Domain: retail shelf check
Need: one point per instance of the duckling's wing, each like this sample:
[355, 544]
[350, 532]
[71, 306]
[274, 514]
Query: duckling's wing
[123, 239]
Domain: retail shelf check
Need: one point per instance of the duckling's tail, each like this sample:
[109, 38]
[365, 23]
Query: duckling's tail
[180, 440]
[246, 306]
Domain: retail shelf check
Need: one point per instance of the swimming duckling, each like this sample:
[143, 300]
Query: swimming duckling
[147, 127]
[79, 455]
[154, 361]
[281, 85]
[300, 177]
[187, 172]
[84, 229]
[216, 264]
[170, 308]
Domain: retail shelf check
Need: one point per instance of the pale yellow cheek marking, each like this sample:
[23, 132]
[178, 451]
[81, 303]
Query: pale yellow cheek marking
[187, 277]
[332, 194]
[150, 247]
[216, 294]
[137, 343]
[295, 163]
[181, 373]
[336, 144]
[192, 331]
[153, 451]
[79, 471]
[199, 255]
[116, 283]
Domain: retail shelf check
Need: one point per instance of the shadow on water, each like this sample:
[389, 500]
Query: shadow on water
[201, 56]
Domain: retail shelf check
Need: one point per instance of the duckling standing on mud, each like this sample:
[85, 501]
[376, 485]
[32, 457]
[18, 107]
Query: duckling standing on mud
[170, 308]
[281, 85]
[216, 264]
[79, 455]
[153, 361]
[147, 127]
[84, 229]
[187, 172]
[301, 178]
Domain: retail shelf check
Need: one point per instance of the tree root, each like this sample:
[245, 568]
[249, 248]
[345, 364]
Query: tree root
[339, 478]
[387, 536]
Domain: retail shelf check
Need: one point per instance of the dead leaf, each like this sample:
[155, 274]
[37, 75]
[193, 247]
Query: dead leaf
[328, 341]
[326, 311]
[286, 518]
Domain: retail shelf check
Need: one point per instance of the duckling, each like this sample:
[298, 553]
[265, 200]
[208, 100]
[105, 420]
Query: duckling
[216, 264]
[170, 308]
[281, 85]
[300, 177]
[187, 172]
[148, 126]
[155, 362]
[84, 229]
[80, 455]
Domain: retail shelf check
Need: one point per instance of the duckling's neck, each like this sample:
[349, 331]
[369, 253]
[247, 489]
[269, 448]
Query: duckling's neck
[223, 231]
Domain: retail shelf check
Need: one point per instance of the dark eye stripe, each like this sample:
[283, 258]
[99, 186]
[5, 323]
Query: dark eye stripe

What the task requires:
Each record must be repeated exactly as it is.

Answer in full:
Domain: retail shelf check
Need: one point per instance of the duckling's wing, each like this sample:
[355, 544]
[350, 532]
[71, 306]
[274, 514]
Query: duckling's wing
[123, 239]
Domain: retail shelf check
Need: one point per instance of the duckling's tail, each like this sample:
[109, 38]
[365, 23]
Query: duckling's tail
[180, 440]
[246, 306]
Domain: retail shelf check
Need: one point per instance of the swimming duckling, each like this sample:
[143, 300]
Query: swimming duckling
[147, 127]
[79, 455]
[154, 361]
[281, 85]
[300, 177]
[187, 172]
[84, 229]
[216, 264]
[170, 308]
Domain: retail shelf check
Need: one point per instance of the pale yellow cheek marking, each like this sample:
[23, 132]
[178, 451]
[81, 303]
Query: pale yellow cheek marking
[187, 277]
[332, 194]
[150, 247]
[216, 294]
[137, 343]
[295, 163]
[181, 373]
[336, 144]
[192, 331]
[153, 451]
[79, 471]
[199, 255]
[116, 283]
Domain: retail shelf check
Need: one point per instance of the shadow on water, each like this sample:
[389, 500]
Query: shadow on water
[201, 56]
Domain: retail shelf check
Need: one point per instance of the duckling standing on mud, each like this sample:
[85, 501]
[376, 485]
[32, 457]
[18, 107]
Query: duckling standing on mud
[170, 308]
[281, 85]
[216, 264]
[79, 455]
[153, 361]
[147, 127]
[84, 229]
[187, 172]
[301, 178]
Domain: retail shelf check
Need: one point per instance of the tree root, each like this sample:
[245, 568]
[249, 248]
[345, 364]
Query: tree root
[339, 478]
[387, 536]
Domain: retail shelf check
Need: one point per instance of the dead leaf, each like this sample:
[155, 274]
[37, 75]
[193, 247]
Query: dead leaf
[328, 341]
[326, 311]
[286, 518]
Domain: retail shelf check
Need: one point per instance of the duckling, each like this sample:
[298, 553]
[265, 200]
[208, 100]
[105, 420]
Query: duckling
[216, 264]
[170, 308]
[281, 85]
[300, 177]
[187, 172]
[148, 126]
[155, 362]
[84, 229]
[80, 455]
Domain: retail shelf check
Need: one point per instance of the duckling's neck, each like this sample:
[349, 331]
[369, 253]
[247, 489]
[269, 448]
Query: duckling's neck
[223, 231]
Domain: retail shelf check
Need: one point per instance of the dark eye stripe, each like this sample:
[283, 258]
[99, 186]
[5, 323]
Query: dark eye stripe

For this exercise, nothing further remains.